* Reading text
From that math, you could derive a powerful result: The fossil-fuel industry was a rogue enterprise. If the various companies (and countries that operated like companies — think Saudi Arabia) carried out their stated business plan, there was no drama about the outcome: Earth as we had known it would no longer exist, and in its place would be something much hotter and more dangerous.

That remains true — truer, even. Mark Campanale, whose London-based NGO Carbon Tracker provided those numbers a decade ago, has kept an ongoing count, and here’s where we stand. The fossil-fuel industry has continued to explore and prospect, and now controls reserves of coal, gas, and oil that, if burned, would produce 3,700 gigatons of carbon dioxide. That’s 10 times the amount that scientists say would take us past the temperature targets set in the Paris Climate Agreement. 

Another way of saying this: If we are to meet the climate targets set by scientists, we have to leave 90 percent of the fossil fuels we have discovered underground. And at current prices that means stranding about $100 trillion worth of assets in the soil. If you want to understand why the battle over climate progress is so fierce — why the fossil-fuel industry fights so hard, with all the political influence it can buy — remember that $100 trillion. That’s a lot of incentive.

On the face of it, then, we’re still losing this fight. But there are a few new numbers — wild cards, really — that could yet rewrite the end of this story. They cut both ways: Some of this math deepens our predicament, and some of it points toward a way out. They’re the new numbers of this past decade, and they’re big enough to stop and take notice.

$34 per Megawatt Hour

That’s the new figure from the investment bank Lazard for the average cost of utility-scale solar power. That is, if you have a bunch of solar panels in a field, that’s how much it costs to produce electricity from them. To understand why it’s a figure that could change the world, you need to know a couple of other things.

One, it’s far, far lower than it was a decade ago: The price of renewable energy has dropped as much as 90 percent since then.

And two, it’s lower than any other way of producing energy. The only thing that comes close is a wind turbine catching the breeze, which checks in at $39 per megawatt hour. Running a gas-fired power plant, still the most common solution in America, runs you $59; a coal-fired power plant, in these calculations, produces power at $108 a megawatt hour; nuclear is more expensive yet. (Though there’s hope that new developments, like fusion, could eventually bring that total down. If we can get through the next few decades intact, innovation will give us lots more tools to work with.)

This is a seismic shift that could, in relatively short order, allow us to break the 700,000-years-long human habit of setting stuff on fire. We’re used to thinking of renewable clean energy as “alternative energy,” the Whole Foods of energy compared with the Piggly Wiggly of gas or coal: luxe, not mainstream. But that has shifted dramatically. And that’s an advantage that should continue to grow. A remarkable study from Oxford scientists published in 2021 makes clear that solar and wind power (and the batteries to store that power when the sun sets or the wind drops) are firmly set on what economists call “learning curves.” That is, the more you build them out, the better you get at doing it, and so the price drops. At the moment, when solar installations double, the price drops by a third.

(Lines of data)

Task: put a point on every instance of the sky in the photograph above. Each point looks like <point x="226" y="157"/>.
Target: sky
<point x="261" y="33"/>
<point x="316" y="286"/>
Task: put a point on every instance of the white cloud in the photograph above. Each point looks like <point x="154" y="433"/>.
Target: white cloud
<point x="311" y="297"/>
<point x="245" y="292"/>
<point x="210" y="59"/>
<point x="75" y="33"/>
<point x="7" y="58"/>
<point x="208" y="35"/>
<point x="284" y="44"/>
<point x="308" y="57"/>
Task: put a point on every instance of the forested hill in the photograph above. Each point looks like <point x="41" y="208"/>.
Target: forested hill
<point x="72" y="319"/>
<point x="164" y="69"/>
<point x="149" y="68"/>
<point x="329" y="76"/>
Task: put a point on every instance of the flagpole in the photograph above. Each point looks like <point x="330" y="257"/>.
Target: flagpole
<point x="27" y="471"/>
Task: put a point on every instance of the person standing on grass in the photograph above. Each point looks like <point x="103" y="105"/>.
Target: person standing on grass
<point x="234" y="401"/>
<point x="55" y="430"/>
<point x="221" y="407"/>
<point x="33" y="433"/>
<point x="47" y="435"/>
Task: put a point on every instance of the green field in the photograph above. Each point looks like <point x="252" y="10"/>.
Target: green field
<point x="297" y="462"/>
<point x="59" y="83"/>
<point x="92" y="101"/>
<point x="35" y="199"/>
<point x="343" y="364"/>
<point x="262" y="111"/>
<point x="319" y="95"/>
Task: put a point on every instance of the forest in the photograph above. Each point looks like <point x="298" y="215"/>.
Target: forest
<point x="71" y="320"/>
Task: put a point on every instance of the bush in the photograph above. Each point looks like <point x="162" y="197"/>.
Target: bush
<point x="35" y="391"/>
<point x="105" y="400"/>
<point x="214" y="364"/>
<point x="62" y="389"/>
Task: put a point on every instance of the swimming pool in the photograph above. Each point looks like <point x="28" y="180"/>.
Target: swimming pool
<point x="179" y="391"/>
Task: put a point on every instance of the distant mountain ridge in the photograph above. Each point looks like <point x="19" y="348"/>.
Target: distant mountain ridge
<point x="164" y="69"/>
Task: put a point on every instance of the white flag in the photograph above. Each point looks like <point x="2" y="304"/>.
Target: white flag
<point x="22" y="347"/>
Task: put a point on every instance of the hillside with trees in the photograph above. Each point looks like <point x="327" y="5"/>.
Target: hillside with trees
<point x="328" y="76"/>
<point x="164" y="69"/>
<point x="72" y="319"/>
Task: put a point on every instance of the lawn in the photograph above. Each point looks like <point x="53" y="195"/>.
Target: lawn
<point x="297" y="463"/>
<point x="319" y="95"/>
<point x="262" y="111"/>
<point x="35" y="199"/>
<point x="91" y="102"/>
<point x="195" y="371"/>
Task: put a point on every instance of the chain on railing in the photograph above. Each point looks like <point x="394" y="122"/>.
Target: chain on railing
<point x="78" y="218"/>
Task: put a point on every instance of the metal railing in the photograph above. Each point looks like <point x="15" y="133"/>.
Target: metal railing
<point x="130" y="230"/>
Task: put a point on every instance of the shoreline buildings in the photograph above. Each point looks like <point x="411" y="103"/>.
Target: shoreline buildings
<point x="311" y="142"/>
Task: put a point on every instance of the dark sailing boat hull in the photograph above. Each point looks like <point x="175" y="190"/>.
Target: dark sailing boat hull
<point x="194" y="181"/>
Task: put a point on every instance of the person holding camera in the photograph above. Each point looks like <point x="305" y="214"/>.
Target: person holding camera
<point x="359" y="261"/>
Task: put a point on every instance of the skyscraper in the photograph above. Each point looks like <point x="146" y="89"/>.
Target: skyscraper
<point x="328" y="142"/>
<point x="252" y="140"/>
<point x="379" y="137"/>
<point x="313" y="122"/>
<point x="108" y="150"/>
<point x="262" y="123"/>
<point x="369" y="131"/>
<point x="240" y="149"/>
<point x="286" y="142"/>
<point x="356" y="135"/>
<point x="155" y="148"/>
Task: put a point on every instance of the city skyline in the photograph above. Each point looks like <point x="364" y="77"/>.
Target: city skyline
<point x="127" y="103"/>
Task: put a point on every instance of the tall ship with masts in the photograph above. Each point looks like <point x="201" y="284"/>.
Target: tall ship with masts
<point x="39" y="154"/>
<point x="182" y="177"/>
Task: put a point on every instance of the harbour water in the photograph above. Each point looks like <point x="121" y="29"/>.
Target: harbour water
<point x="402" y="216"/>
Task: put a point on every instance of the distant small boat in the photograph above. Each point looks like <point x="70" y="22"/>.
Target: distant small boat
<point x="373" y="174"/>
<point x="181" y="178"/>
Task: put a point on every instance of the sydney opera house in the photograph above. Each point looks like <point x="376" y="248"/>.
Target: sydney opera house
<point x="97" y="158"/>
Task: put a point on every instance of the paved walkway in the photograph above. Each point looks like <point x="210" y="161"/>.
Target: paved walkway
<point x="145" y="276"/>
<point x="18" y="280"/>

* Stated goal 1
Return everything in the climate article from "From that math, you" down to "and more dangerous.".
* Stated goal 2
According to the climate article, what is the cost per megawatt hour of producing power from a wind turbine?
* Stated goal 3
Please continue the climate article from the point where it stops.

* Written answer 1
From that math, you could derive a powerful result: The fossil-fuel industry was a rogue enterprise. If the various companies (and countries that operated like companies — think Saudi Arabia) carried out their stated business plan, there was no drama about the outcome: Earth as we had known it would no longer exist, and in its place would be something much hotter and more dangerous.

* Written answer 2
$39 per megawatt hour.

* Written answer 3
A learning curve is a remarkable thing — it tends to persist over time, which means the price of renewables should keep dropping. Some of that’s in the lab: Researchers keep finding new and more efficient ways to convert the sun’s rays into energy. Some of it’s up on the roof: If you have a hundred people putting up photovoltaic panels, they’ll figure out new workarounds. Some of it’s down at city hall, where the cost of -permits and so on should fall as regulators gain -experience with new tech. The power of that learning curve is so great that it tends to overwhelm all the obstacles that get in the way. A few years ago, for instance, some thought wind power would slow down because lightweight balsa wood was in short supply; it took a year for manufacturers to come up with synthetic foams to be used in the blades instead.

Not all power sources are on learning curves, -however. Fossil fuel was pretty cheap from the start, but it hasn’t gotten significantly cheaper. That’s because it’s less a technology than a commodity — and you have to work harder to find that commodity now that the easy stuff has been burned. The coal is farther back in the mine; the oil is down at the bottom of the ocean now, or under a polar ice cap. There’s hope — but no certainty yet — that nuclear power might get back on a learning curve, as we move from behemoth projects to “small modular reactors,” but at least for now atomic power comes at a premium.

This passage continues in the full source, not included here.